[Saved data entries]
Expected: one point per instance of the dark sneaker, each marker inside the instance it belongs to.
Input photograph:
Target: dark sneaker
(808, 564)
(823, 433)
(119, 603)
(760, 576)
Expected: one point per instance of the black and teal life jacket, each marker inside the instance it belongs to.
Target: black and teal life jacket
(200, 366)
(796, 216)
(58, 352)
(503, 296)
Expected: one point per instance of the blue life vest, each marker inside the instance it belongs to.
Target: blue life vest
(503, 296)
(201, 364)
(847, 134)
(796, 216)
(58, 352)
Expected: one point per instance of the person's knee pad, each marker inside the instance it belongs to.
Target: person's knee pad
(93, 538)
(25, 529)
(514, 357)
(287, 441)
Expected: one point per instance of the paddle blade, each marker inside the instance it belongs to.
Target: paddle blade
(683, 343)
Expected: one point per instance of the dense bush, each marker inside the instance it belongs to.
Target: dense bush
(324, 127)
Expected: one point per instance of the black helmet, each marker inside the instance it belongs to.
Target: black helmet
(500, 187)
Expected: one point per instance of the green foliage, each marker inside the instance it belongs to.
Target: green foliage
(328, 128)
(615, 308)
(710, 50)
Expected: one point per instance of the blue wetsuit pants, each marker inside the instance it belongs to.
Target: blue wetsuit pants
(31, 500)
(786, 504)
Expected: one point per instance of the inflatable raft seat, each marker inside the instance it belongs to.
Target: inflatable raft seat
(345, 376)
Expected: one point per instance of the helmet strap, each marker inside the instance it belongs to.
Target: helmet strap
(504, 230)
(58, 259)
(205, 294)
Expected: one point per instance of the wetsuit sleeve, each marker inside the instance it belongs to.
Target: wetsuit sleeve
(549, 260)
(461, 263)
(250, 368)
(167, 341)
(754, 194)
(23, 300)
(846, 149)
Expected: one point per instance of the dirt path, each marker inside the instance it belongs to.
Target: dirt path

→ Problem to work on
The whole block of entries above should be repeated exactly.

→ Expected output
Expected: one point per instance of the dark sneaker, each marker inside the instance it belongs to.
Input photograph:
Target: dark sneaker
(808, 564)
(823, 433)
(119, 603)
(760, 576)
Expected: one point per instance of the black and teal life jacket, each marker inside the instance it belongs to.
Target: black and teal life jacket
(200, 366)
(796, 216)
(58, 352)
(503, 296)
Expected: one point per instance of the blue life vest, each marker inside the instance it belongs to.
Target: blue life vest
(503, 296)
(201, 364)
(847, 134)
(796, 216)
(58, 352)
Expected: one point per instance of the person's knee pad, each marker inside the instance it belongs to.
Target: person's knee pad
(93, 538)
(25, 529)
(514, 357)
(287, 441)
Expected: one point per instance of the paddle blade, each marker inside the instance it belongs to.
Target: paddle blade
(683, 343)
Expected: one point per instance of the dense bush, each marker inside the instance it belongs to.
Target: dense bush
(324, 127)
Expected: one point per instance of the black helmet, each marker inside the instance it belongs to.
Target: black helmet
(500, 187)
Expected: one point per instance of the green foliage, each marker inside the instance it belongs to.
Target: green foliage
(328, 128)
(615, 308)
(710, 50)
Expected: one point per instance of the blue wetsuit pants, each marker inside the instance it belongs to.
Target: blue wetsuit pants
(31, 500)
(786, 504)
Expected: one point per instance of the inflatable raft seat, each marker inside the instance it belongs to.
Target: inflatable raft seat
(345, 376)
Expected: one point per instance of the helmet strap, each marker inside the instance it belongs to.
Target: helmet strap
(504, 230)
(58, 259)
(205, 294)
Expected: one point per instance of the wetsuit sleeve, each marker inside the instance it belongs to.
Target: wetsuit sleeve
(549, 260)
(461, 263)
(250, 368)
(167, 341)
(754, 194)
(23, 300)
(846, 149)
Expected: one point per instance of the dirt path, each marker inside the instance it belongs to.
Target: dirt path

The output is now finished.